BEGIN DATA LINES
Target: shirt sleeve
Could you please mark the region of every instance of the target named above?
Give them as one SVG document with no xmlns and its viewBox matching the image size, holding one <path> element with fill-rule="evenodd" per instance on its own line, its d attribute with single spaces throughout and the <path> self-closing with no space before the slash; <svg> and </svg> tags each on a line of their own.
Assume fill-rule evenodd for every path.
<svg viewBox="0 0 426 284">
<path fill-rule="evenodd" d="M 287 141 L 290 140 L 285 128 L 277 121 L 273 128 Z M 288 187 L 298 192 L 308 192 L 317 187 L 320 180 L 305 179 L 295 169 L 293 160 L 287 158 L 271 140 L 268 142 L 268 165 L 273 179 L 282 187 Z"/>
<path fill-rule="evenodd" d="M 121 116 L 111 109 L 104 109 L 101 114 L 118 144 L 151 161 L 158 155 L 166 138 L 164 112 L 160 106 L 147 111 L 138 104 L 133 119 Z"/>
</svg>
END DATA LINES
*EXERCISE INSTRUCTIONS*.
Can you write out every line of the records above, unchanged, from start to finish?

*EXERCISE ANSWER*.
Target: shirt sleeve
Could you please mark the region of every instance of the target named above?
Give them as one SVG document with no xmlns and its viewBox matching the image size, holding one <path> element with fill-rule="evenodd" per instance on its own line, its d attribute with single spaces throughout and the <path> self-closing with no space before the slash; <svg> and </svg> tags each on a line of their own.
Assume fill-rule evenodd for every path.
<svg viewBox="0 0 426 284">
<path fill-rule="evenodd" d="M 287 141 L 290 140 L 285 128 L 277 121 L 273 128 Z M 288 187 L 298 192 L 308 192 L 317 187 L 320 180 L 305 179 L 295 169 L 293 160 L 287 158 L 271 140 L 268 142 L 268 165 L 273 179 L 282 187 Z"/>
<path fill-rule="evenodd" d="M 121 116 L 111 109 L 104 109 L 101 114 L 118 144 L 151 161 L 158 155 L 166 138 L 164 112 L 160 106 L 147 111 L 138 104 L 133 119 Z"/>
</svg>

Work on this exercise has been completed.